**ACTIVITY:**
The answer must be an exact copy of the records, with every picture removed.

(Data entries)

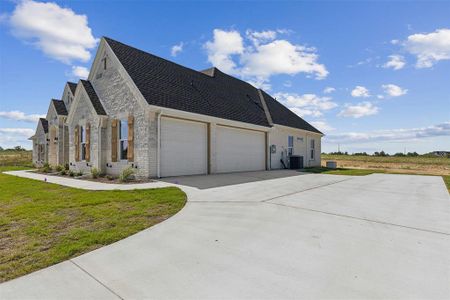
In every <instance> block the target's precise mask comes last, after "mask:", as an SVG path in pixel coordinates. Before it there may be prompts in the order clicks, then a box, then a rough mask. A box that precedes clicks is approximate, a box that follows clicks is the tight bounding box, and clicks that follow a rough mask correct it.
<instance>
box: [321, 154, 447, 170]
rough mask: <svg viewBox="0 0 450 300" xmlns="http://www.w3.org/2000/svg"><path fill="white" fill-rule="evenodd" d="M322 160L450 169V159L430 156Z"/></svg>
mask: <svg viewBox="0 0 450 300" xmlns="http://www.w3.org/2000/svg"><path fill="white" fill-rule="evenodd" d="M321 158H322V160H349V161H361V162H374V163H406V164H408V163H409V164H421V165H443V166H448V167H450V159H449V158H446V157H437V156H436V157H429V156H365V155H330V154H322V155H321Z"/></svg>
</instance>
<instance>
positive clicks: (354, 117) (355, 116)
mask: <svg viewBox="0 0 450 300" xmlns="http://www.w3.org/2000/svg"><path fill="white" fill-rule="evenodd" d="M378 111H379V109H378V107H376V106H374V105H373V104H372V103H370V102H367V101H366V102H361V103H358V104H356V105H350V104H347V105H346V106H345V108H344V109H343V110H342V111H341V112H340V113H339V114H338V116H342V117H351V118H361V117H365V116H370V115H375V114H377V113H378Z"/></svg>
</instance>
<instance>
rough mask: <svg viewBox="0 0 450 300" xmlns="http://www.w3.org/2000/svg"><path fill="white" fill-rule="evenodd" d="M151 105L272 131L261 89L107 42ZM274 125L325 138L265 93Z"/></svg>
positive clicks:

**RESULT BELOW:**
In every <instance> block the target's precise mask comes last, after "mask:", as an SVG path in pixel coordinates. Before it there may be prompts in the order clicks, then a box, then a rough mask. A box that precedes clicks is approximate, a box that follows clicks is the tight bounding box, and clicks that follow a rough mask correct it.
<instance>
box: [321, 154, 447, 170]
rough mask: <svg viewBox="0 0 450 300" xmlns="http://www.w3.org/2000/svg"><path fill="white" fill-rule="evenodd" d="M322 160L450 169V159L430 156Z"/></svg>
mask: <svg viewBox="0 0 450 300" xmlns="http://www.w3.org/2000/svg"><path fill="white" fill-rule="evenodd" d="M321 158H322V160H349V161H361V162H374V163H406V164H408V163H409V164H421V165H443V166H448V167H450V159H449V158H446V157H437V156H436V157H429V156H365V155H330V154H322V155H321Z"/></svg>
</instance>
<instance>
positive clicks: (354, 117) (355, 116)
mask: <svg viewBox="0 0 450 300" xmlns="http://www.w3.org/2000/svg"><path fill="white" fill-rule="evenodd" d="M378 111H379V109H378V107H376V106H374V105H373V104H372V103H370V102H367V101H366V102H361V103H358V104H356V105H350V104H347V105H346V106H345V108H344V109H343V110H342V111H341V112H340V113H339V114H338V116H342V117H351V118H361V117H365V116H370V115H375V114H377V113H378Z"/></svg>
</instance>
<instance>
rough mask: <svg viewBox="0 0 450 300" xmlns="http://www.w3.org/2000/svg"><path fill="white" fill-rule="evenodd" d="M151 105L272 131L261 89L107 42ZM274 125L325 138L265 93Z"/></svg>
positive clicks:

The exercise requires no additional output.